# DIRECTIONS
Begin at the line below that has "# point at: dorsal" and stop after the line that has "x=203, y=102". Please restate only those lines, word for word.

# DATA SHOWN

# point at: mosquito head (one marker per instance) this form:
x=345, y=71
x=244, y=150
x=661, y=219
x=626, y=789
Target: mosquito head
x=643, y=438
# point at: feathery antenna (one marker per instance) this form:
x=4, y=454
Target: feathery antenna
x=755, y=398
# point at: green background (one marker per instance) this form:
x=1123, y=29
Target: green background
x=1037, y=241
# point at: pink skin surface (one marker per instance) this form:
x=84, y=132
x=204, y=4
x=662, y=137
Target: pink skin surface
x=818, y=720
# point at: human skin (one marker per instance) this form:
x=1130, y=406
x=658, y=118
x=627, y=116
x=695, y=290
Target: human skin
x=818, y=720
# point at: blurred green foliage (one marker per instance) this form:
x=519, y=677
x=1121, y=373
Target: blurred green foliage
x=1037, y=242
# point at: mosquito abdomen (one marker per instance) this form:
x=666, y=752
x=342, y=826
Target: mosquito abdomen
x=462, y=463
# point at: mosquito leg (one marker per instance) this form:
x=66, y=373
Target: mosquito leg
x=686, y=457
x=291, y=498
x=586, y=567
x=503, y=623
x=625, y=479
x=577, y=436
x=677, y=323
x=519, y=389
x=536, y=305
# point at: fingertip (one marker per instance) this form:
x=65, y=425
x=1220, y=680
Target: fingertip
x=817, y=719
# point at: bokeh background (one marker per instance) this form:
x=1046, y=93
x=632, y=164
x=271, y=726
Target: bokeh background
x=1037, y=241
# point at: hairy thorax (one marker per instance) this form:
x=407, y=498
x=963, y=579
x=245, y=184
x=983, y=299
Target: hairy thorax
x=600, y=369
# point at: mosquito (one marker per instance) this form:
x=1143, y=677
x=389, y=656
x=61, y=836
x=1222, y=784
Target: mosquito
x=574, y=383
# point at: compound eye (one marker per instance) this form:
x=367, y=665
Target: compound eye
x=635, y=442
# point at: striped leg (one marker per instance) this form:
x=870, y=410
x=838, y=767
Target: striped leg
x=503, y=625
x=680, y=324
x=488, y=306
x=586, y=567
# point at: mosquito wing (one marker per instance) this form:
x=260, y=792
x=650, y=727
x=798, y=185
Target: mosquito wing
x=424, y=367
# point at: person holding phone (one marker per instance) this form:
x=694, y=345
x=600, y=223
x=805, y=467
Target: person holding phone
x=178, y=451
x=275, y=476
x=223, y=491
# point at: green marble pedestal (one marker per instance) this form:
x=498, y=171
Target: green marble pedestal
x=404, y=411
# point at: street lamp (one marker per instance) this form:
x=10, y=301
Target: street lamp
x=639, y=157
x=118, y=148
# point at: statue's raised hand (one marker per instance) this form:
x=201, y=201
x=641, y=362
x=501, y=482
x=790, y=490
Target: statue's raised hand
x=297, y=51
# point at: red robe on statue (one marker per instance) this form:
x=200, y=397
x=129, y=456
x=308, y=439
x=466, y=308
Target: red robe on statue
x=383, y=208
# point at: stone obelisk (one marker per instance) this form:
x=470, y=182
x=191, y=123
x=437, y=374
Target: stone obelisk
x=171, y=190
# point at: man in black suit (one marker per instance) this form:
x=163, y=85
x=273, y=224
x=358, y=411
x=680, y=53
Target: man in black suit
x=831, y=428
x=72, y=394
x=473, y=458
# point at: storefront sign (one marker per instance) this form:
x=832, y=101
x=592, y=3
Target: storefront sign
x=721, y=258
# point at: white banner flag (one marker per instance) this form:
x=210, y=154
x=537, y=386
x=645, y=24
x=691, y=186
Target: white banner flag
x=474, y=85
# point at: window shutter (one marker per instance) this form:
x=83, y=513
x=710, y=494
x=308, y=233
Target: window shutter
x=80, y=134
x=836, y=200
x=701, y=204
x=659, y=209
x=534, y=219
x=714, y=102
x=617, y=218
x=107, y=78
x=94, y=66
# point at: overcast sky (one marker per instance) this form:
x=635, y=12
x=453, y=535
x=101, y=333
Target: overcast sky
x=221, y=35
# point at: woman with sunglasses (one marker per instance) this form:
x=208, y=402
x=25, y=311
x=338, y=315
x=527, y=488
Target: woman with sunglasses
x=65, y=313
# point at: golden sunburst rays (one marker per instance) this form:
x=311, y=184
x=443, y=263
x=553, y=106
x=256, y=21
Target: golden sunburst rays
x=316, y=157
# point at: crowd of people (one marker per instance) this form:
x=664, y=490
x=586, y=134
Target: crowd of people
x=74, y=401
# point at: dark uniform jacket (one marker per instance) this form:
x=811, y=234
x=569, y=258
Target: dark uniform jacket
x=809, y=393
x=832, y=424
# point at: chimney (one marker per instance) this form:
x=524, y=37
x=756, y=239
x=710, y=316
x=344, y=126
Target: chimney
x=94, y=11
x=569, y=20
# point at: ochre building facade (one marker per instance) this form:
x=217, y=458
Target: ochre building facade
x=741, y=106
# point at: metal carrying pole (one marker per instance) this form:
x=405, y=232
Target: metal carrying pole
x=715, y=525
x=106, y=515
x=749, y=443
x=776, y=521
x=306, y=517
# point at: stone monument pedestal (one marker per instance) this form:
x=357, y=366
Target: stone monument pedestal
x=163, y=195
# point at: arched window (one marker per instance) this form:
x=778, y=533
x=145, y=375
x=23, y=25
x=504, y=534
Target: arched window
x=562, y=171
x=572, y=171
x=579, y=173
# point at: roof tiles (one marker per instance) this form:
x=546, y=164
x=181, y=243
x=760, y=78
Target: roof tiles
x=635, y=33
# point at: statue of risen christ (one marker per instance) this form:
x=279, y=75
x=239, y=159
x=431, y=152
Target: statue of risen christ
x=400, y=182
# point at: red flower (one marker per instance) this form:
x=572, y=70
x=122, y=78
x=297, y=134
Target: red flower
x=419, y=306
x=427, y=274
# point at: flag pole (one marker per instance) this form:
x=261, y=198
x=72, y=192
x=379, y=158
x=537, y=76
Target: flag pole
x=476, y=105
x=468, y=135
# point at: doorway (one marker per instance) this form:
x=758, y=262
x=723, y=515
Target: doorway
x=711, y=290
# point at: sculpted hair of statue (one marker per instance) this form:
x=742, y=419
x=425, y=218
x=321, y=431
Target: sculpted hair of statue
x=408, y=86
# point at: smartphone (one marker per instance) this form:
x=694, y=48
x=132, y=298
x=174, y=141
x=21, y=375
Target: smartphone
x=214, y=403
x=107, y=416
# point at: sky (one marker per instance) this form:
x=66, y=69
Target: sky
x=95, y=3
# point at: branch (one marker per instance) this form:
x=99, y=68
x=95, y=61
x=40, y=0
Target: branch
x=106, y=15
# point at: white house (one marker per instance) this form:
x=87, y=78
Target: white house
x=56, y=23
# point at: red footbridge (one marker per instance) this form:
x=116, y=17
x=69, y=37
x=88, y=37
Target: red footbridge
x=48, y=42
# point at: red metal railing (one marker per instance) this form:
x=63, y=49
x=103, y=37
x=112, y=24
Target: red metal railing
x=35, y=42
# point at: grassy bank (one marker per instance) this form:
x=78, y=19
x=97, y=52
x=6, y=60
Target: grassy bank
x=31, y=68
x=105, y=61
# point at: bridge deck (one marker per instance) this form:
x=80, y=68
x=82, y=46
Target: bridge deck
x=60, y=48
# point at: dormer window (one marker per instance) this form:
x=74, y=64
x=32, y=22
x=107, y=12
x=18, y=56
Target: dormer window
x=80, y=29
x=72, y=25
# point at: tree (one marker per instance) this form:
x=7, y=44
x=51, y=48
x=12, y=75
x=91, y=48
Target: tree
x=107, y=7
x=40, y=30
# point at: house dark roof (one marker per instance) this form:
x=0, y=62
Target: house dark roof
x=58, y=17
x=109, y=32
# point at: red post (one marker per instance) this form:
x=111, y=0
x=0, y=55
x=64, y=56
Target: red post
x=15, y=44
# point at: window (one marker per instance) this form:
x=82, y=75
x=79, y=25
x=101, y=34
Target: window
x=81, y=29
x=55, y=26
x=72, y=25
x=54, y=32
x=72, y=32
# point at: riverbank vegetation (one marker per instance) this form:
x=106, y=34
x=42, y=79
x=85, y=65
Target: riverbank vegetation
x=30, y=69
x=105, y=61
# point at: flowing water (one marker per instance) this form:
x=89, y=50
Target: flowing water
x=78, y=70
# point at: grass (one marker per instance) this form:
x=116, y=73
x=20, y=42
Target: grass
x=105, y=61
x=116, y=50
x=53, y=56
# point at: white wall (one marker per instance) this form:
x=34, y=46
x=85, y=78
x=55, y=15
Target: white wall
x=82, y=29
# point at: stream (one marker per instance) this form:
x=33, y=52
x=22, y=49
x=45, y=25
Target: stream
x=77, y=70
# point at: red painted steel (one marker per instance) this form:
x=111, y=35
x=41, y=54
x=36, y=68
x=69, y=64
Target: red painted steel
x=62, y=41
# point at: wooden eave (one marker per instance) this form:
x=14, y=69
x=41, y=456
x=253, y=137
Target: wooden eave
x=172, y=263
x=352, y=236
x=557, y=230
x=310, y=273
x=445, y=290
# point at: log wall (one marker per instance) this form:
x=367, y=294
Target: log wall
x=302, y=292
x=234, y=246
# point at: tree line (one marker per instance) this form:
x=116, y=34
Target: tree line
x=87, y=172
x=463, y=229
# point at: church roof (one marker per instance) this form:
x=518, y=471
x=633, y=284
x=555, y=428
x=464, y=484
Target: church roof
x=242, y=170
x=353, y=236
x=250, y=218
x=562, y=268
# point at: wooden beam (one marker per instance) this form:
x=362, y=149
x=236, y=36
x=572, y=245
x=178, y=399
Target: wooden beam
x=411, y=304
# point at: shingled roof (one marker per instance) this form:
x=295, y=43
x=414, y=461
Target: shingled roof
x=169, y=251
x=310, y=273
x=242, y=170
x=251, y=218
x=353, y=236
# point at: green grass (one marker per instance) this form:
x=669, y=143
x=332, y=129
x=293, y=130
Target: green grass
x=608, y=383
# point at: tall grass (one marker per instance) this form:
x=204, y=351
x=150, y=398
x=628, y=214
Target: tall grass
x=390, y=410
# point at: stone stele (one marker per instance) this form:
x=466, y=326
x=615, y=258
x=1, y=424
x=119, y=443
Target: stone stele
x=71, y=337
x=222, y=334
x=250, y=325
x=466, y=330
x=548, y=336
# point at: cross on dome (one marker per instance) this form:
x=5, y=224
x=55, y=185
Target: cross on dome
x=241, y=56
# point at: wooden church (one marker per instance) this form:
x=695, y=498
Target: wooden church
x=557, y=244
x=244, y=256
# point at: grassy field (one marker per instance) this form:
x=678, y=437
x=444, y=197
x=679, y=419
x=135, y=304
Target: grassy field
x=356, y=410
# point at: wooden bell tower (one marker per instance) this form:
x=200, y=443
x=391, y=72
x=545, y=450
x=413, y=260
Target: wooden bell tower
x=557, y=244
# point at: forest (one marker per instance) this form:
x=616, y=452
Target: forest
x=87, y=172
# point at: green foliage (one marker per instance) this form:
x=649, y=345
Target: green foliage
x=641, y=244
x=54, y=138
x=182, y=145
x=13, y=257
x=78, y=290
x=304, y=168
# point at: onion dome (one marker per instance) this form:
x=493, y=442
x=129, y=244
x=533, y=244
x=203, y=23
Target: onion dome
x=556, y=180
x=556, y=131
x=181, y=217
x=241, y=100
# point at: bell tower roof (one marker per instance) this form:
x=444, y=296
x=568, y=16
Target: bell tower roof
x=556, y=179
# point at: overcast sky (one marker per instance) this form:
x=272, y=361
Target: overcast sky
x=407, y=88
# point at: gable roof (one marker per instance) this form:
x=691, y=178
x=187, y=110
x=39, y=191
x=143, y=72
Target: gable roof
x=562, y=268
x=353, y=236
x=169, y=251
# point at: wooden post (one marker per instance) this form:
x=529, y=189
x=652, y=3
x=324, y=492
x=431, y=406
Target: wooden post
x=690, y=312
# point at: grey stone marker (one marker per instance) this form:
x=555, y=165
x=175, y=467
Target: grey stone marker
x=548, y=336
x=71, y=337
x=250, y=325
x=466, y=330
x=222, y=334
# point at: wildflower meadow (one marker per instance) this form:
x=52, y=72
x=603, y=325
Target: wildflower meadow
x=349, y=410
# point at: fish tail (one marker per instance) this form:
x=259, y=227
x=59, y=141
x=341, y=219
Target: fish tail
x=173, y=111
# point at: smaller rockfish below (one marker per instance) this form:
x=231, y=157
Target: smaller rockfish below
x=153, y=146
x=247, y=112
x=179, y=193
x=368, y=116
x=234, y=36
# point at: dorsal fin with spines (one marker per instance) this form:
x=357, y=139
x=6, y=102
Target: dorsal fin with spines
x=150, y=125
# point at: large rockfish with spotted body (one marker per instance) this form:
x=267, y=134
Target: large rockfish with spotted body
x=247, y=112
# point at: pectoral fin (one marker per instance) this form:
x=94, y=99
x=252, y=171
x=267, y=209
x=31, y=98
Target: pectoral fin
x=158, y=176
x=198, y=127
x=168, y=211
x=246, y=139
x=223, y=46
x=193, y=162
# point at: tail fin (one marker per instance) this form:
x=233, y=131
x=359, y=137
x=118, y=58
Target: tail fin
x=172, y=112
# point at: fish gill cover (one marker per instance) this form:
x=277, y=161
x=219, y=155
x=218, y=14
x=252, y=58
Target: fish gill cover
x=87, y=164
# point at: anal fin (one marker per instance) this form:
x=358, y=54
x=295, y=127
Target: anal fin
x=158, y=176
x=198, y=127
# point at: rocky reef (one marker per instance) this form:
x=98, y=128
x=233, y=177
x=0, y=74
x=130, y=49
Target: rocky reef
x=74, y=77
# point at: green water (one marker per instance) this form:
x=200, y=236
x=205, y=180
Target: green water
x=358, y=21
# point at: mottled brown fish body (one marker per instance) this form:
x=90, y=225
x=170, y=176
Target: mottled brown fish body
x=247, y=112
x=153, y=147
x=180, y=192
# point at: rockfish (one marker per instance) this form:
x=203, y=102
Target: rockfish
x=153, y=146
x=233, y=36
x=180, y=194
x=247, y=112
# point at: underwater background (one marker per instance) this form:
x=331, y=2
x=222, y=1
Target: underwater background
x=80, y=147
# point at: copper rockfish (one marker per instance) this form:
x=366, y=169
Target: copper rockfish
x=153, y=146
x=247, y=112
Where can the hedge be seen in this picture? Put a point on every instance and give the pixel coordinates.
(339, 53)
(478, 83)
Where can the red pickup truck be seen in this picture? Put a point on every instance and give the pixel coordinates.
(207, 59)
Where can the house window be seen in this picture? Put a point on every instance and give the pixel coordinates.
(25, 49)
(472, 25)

# RESPONSE AREA
# point at: dorsal fin with spines (one marker per instance) this form:
x=357, y=139
x=6, y=102
Target: dorsal fin with spines
x=150, y=125
# point at: large rockfish with spotted body (one marker per instance) this form:
x=267, y=134
Target: large rockfish with spotted body
x=247, y=112
# point at: pectoral fin (one marker per instance) this form:
x=94, y=99
x=252, y=171
x=267, y=209
x=31, y=98
Target: pectoral fin
x=158, y=176
x=198, y=127
x=168, y=211
x=246, y=139
x=223, y=46
x=193, y=162
# point at: tail fin (one marker per instance) this form:
x=233, y=131
x=359, y=137
x=118, y=58
Target: tail fin
x=172, y=112
# point at: fish gill cover (one marker per instance) this form:
x=277, y=161
x=219, y=155
x=218, y=14
x=252, y=58
Target: fish gill cover
x=87, y=164
# point at: anal fin (one marker per instance) this form:
x=358, y=54
x=295, y=127
Target: anal fin
x=158, y=176
x=198, y=127
# point at: rocky reef (one marker per instance) this form:
x=98, y=128
x=233, y=177
x=0, y=74
x=130, y=49
Target: rocky reef
x=74, y=77
# point at: green water (one marker per instance) this form:
x=200, y=236
x=205, y=180
Target: green water
x=358, y=21
# point at: mottled brown fish body (one marker per instance) this form:
x=90, y=225
x=170, y=176
Target: mottled brown fish body
x=247, y=112
x=153, y=147
x=180, y=192
# point at: rockfish (one marker per instance) this form:
x=203, y=102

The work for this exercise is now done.